中文摘要：

为研究岩土材料的应力、应变和时间的关系，基于分数阶微积分理论，定义含分数阶导数的力学元件（FC元件），推导FC元件的蠕变柔量和松弛模量。与牛顿体元件相比，FC元件能更好地反映流变问题的非线性渐变过程。借鉴经典元件组合模型的建模思路，用FC元件取代整数阶微积分Kelvin-Voigt流变模型中的牛顿体元件，形成基于分数阶微积分的Kelvin-Voigt流变模型。应用离散化求Laplace逆变换的方法以及H-Fox函数，得出分数阶微积分Kelvin-Voigt流变模型的本构方程、蠕变方程、松弛方程、蠕变柔量及松弛模量的解析表达式。采用整数阶微积分Kelvin-Voigt流变模型、整数阶5参数开尔文流变模型和分数阶微积分Kelvin-Voigt流变模型对试验数据拟合的结果表明，分数阶微积分Kelvin-Voigt流变模型不但拟合精度高，能够克服整数阶微积分Kelvin-Voigt流变模型在蠕变初期及蠕变曲线拐点附近与试验数据不能很好吻合的弊端，而且能够在保证拟合精度的条件下，减少本构模型中的参数。

|---|

任务要求:
在上面这段关于分数阶微积分流变模型的摘要中，FC元件取代了整数阶微积分Kelvin-Voigt流变模型中的哪种元件？

学习材料:
|---|

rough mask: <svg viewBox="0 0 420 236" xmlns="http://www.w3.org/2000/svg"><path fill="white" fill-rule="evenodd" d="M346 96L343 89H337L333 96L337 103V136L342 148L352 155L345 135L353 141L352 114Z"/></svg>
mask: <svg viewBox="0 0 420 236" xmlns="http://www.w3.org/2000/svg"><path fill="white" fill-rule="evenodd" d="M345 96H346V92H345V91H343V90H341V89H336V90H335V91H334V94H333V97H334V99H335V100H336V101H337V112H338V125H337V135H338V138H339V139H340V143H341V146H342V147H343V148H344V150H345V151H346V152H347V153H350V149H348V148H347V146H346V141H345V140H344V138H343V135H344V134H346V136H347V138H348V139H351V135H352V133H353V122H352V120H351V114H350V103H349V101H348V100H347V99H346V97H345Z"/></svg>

|---|

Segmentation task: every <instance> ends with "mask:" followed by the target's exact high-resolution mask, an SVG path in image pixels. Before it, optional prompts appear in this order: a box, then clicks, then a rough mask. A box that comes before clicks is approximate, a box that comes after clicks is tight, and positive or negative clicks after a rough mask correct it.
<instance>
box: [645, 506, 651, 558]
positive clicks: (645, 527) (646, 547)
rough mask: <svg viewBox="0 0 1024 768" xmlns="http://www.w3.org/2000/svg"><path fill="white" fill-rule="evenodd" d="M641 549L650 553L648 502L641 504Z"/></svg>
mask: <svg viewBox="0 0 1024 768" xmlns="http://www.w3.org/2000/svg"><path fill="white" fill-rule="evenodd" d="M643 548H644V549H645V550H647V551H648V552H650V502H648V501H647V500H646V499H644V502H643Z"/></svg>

|---|

练习答案:
牛顿体元件。